### Excerpt to read
--------

Skip to main content

Details emerge of new right-wing coup plot in Bolivia

Sources tell the Star the country is on the verge of a bloodbath

BOLIVIA is on the verge of a bloodbath, the Morning Star was told today, after details emerged of another plan by right-wing forces to derail next week’s presidential and parliamentary elections.

It is alleged that a new plot has been hatched that involves a mobile phone app, allowing Bolivians to record which way they voted. The plan is to use data to undermine the legitimacy of the vote.

According to sources, the technology has been developed by Edgar Villegas, who is understood to have been the mastermind of last year’s coup, which saw the ousting of demoratically elected president Evo Morales.

It is claimed that Mr Villegas provided data on Excel spreadsheets to Bolivia’s  Supreme Electoral Tribunal using a formula created by himself that manipulated information to show voting irregularities: claims that have since been proven to have been unfounded.

The Morning Star was told that right-wing elements have resorted to this “plan B” after our exposure the week before last of a plot involving false-flag bomb scares targeting hotels accommodating international election observers, the intention being to implicate the Movement Towards Socialism (Mas).

They hope that the new plans will cast doubt over the legitimacy of the results, with Mas expected to win both the presidential and parliamentary elections.

--------

### Tasks for this exercise
- a) According to the article on the Bolivian coup plot, why did right-wing elements resort to a "plan B"? Answer in one to three sentences.
- b) For each statement, say yes or no depending on whether it agrees with the article on the Bolivian coup plot, and quote the words from the article that decide it.
(i) The mobile phone app lets Bolivians record which way they voted.
(ii) The voting irregularities shown in Mr Villegas's data have been proven to be well founded.
(iii) Mas is expected to lose the presidential election.
The listing is not needed for anything here.

### Location identification entries
--------

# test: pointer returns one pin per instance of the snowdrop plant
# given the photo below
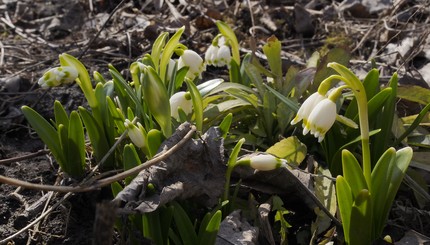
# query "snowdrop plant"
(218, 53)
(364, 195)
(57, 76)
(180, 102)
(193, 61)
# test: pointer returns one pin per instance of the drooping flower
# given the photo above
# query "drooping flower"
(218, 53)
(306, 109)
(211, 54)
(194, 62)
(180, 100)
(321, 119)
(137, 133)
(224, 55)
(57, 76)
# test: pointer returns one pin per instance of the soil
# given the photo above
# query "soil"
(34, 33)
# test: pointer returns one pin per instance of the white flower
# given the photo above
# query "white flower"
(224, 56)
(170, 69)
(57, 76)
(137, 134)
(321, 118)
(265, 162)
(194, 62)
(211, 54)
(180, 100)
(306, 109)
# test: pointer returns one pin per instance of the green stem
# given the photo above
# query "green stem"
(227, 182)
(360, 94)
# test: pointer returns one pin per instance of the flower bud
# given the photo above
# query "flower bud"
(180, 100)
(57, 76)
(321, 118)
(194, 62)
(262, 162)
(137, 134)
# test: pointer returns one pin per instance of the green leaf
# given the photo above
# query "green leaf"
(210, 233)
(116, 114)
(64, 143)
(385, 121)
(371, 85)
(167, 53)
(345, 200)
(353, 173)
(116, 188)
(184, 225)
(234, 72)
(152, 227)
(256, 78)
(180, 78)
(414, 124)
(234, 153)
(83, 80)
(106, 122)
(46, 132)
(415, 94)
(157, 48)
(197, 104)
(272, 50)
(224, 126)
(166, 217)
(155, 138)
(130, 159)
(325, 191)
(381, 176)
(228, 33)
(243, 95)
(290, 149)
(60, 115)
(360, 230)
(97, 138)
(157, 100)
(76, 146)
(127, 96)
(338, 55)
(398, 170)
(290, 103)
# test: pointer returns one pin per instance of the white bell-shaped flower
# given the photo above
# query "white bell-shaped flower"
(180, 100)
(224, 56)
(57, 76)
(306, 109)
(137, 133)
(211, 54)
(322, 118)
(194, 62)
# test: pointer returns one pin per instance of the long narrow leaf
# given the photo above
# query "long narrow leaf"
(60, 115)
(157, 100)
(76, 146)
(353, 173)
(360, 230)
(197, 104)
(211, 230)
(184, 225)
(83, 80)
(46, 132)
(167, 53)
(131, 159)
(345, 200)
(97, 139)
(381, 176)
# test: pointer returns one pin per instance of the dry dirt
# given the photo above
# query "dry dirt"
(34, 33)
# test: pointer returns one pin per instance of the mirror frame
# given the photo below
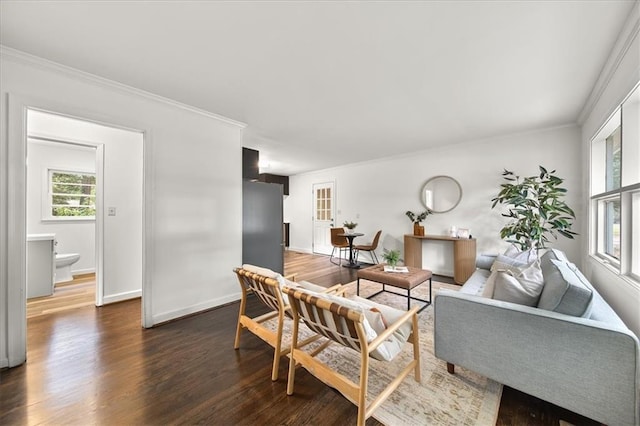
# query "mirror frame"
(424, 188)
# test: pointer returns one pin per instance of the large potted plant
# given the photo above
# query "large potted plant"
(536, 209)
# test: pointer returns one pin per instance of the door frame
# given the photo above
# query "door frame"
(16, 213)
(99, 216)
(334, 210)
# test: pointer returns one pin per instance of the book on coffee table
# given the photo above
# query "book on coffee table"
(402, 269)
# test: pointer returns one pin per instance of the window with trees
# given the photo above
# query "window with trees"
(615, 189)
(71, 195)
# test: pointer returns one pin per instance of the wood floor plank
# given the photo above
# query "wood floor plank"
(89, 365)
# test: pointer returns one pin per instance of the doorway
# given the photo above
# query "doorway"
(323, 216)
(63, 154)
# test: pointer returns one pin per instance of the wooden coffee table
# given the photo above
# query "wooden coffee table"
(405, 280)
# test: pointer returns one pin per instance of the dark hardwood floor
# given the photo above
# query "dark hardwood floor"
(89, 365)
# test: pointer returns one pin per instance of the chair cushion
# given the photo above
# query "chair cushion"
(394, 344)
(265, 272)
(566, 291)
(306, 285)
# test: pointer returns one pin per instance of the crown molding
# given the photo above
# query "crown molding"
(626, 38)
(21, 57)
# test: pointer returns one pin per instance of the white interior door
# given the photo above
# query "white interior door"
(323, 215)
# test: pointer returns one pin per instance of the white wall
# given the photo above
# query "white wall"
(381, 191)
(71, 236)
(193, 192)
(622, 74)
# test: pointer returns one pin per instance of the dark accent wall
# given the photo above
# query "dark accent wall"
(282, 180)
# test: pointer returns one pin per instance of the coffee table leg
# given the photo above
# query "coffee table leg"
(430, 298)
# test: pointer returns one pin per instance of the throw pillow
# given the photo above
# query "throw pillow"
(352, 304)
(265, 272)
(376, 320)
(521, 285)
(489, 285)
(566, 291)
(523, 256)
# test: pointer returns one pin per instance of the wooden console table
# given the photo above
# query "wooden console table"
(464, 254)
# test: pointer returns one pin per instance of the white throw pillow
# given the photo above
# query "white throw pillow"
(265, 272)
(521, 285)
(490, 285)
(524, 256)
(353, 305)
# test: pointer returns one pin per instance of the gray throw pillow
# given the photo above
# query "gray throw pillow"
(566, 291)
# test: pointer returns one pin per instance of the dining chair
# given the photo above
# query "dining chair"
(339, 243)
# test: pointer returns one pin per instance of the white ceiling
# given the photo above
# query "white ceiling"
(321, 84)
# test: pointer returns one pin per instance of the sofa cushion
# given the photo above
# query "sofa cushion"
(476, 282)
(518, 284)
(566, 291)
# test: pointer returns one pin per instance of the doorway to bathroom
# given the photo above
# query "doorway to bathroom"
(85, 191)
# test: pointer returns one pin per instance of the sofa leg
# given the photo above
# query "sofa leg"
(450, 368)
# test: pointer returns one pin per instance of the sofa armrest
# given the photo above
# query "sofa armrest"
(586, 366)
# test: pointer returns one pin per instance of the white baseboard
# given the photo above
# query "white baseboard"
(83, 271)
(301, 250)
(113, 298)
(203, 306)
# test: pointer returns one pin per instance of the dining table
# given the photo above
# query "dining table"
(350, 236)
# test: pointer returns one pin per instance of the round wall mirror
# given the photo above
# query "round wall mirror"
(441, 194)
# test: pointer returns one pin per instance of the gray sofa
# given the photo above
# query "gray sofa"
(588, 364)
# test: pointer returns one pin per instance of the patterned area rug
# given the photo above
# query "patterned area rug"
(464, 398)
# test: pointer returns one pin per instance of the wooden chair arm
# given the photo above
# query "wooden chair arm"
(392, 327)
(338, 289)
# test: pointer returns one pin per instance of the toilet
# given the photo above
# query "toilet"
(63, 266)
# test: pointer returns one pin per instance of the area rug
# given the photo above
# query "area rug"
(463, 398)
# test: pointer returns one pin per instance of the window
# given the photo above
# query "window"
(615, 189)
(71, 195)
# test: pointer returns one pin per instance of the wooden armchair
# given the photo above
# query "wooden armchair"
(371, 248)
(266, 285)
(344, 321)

--------

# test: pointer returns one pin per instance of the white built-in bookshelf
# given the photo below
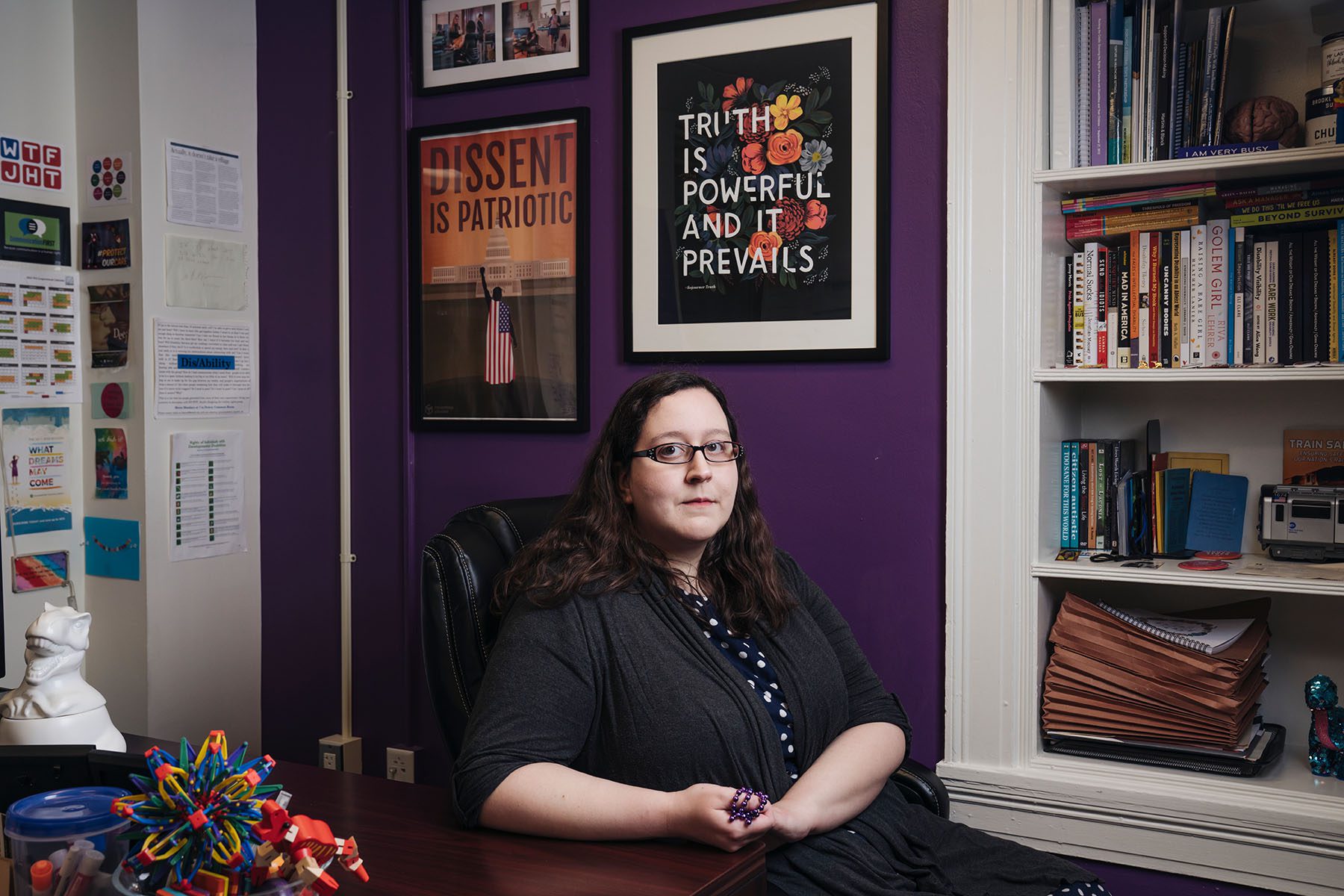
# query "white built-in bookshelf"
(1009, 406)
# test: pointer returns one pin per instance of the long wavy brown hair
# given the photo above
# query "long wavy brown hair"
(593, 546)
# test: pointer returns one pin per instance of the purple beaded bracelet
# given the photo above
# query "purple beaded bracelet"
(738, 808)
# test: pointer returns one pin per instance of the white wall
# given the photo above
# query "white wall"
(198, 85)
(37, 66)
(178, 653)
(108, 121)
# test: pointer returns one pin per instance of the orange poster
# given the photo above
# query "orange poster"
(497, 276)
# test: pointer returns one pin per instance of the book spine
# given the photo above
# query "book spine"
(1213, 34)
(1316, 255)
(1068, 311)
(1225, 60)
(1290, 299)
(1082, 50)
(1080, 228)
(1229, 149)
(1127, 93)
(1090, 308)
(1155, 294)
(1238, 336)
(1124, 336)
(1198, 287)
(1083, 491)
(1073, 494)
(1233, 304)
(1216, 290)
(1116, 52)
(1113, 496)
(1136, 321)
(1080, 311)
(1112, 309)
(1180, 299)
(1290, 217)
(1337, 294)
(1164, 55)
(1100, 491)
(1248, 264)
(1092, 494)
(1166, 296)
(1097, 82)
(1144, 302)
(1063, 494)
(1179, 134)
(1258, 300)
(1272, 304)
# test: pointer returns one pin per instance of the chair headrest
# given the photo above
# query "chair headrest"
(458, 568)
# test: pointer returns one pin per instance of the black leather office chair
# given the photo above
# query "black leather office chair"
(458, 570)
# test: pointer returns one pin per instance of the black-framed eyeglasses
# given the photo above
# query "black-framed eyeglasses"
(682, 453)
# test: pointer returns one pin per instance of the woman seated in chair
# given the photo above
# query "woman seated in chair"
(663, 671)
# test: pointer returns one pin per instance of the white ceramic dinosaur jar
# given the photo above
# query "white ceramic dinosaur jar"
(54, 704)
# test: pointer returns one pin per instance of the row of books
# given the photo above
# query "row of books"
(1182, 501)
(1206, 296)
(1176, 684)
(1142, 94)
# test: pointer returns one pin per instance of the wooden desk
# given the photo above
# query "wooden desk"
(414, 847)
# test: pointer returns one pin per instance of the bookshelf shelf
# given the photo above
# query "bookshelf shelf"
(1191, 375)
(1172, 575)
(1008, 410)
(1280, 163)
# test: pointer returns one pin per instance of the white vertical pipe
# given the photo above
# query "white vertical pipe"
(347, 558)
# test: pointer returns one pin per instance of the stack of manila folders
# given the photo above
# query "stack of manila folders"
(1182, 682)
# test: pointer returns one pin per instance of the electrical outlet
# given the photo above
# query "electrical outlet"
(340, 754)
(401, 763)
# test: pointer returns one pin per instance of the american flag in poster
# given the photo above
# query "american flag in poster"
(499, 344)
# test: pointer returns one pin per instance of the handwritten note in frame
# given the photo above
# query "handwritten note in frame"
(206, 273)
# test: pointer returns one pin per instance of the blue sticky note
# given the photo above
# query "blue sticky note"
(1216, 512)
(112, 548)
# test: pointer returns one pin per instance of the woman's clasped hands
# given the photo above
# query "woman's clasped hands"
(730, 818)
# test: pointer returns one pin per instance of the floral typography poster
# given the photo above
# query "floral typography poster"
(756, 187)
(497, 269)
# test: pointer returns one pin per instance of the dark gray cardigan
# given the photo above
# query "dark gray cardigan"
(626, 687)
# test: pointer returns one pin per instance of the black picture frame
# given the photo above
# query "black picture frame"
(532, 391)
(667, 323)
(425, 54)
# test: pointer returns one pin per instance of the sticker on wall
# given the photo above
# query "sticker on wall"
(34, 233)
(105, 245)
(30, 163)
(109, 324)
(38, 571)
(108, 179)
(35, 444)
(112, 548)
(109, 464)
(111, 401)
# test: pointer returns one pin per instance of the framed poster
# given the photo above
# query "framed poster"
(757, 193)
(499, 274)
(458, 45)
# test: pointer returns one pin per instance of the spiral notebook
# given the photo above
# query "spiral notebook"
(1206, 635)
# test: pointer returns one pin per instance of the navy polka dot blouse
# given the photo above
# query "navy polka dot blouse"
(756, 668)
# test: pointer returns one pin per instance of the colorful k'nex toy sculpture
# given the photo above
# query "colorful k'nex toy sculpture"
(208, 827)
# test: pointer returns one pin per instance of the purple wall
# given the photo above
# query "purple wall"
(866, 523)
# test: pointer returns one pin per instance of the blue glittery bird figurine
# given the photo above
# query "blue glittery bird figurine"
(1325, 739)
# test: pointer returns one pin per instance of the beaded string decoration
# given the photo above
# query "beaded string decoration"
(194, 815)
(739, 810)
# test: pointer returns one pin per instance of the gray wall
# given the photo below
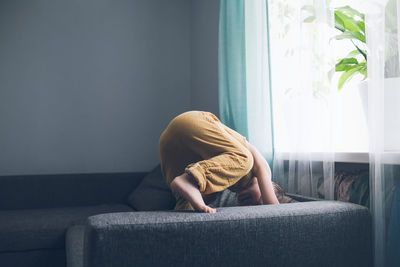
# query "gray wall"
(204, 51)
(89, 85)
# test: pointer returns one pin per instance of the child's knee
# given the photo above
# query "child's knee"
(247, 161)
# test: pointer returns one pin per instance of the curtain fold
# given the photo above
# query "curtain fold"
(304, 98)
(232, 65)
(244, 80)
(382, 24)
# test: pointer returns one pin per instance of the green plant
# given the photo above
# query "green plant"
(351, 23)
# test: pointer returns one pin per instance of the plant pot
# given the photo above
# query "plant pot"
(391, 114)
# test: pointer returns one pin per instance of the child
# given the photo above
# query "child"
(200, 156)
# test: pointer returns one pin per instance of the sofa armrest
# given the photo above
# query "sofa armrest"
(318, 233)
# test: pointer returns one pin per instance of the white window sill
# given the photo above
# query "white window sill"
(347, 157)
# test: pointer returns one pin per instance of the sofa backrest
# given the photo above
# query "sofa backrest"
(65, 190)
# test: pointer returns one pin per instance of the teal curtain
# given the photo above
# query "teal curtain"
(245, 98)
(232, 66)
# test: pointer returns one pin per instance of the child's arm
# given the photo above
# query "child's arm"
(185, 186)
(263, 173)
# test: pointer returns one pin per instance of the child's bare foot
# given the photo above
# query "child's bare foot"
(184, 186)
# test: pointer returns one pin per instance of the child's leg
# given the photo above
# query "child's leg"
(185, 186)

--------

### Solutions to the exercise
- a) They turned to it after the Morning Star exposed, the week before last, an earlier plot. That plot used false-flag bomb scares targeting hotels housing international election observers, with the aim of implicating the Movement Towards Socialism (Mas).

- b)
(i) Yes: "allowing Bolivians to record which way they voted."
(ii) No: "claims that have since been proven to have been unfounded."
(iii) No: "with Mas expected to win both the presidential and parliamentary elections."